# 本文:
● ● ● ● ● ● ●
今月の映像文化ライブラリーは「京マチ子特集」である。
7日、吉村公三郎監督『偽れる盛装』(1951年、大映、102分、白黒)を見に寄った。
脚本が新藤兼人。戦災に遭わないで街が残った京都の祇園を舞台に、京マチ子の演じる芸者・君蝶と京都市の観光課に勤める妹・妙子(藤田泰子)の二人の生き方を因習の中に描く。
妙子の恋人孝次を小林桂樹が演じている。
京都の祇園で、したたかに男から男へと手玉に取って生きる君蝶であるが、金を貢いだ男が会社の金を使い込んで首になり、男からの金の無心を断り恨みをかい、追いかけられ、踏み切りの遮断機の前で背中を刺されてしまう。
その一方、君蝶が病院に入院している時に、妹の妙子は恋人と共に東京へ旅立つ。
京都から東京への妙子の旅立ちに小さな希望の光がほのかに見えてくるようなラスト。
京マチ子がしたたかさとその裏に見える哀歓を見事に演じている。
14日、溝口健二監督『雨月物語』(1953年、大映、97分、白黒)を夜の部で観た。
上田秋成の『雨月物語』の原作のうち、「蛇性の淫」「浅茅ケ宿」の二篇を脚色。霧の湖を焼物の器を乗せて小舟で大津へ向かうシーンの幽玄な映像美は覚えていた。
怪異なおどろおどろしいシーンには身震いする。
移動しながら長く回す撮影は、なんとなく映画『新・平家物語』を連想した。
そういえば、『新・平家物語』も撮影は宮川一夫であった。
● ● ● ● ● ● ●
# 資料一覧:
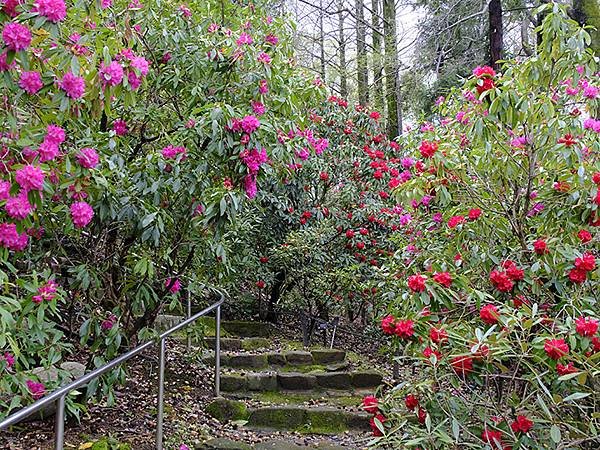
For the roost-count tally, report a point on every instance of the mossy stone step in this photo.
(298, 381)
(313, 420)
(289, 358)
● ● ● ● ● ● ●
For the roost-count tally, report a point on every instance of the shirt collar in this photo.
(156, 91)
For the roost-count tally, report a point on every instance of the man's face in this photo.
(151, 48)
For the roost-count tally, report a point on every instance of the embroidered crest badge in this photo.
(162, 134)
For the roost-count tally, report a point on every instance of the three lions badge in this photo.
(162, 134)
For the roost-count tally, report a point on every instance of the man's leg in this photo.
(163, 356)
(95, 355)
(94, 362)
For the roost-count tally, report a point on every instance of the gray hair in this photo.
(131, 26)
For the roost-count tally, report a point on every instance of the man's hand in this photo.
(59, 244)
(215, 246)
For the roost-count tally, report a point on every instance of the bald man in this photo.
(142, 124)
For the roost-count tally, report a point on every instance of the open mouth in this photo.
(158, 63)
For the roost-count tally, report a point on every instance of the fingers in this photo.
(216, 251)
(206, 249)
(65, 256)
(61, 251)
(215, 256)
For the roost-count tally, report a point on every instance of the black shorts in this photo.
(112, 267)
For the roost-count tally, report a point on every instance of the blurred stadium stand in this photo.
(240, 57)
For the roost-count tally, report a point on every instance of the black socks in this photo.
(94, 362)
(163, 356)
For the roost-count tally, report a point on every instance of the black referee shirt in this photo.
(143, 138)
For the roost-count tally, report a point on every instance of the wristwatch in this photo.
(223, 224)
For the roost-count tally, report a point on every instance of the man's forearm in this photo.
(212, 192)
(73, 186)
● ● ● ● ● ● ●
# やること:
本文によると、『偽れる盛装』で妙子の恋人孝次を演じたのは誰か。 資料は使わなくてよい。

# 解答:
小林桂樹。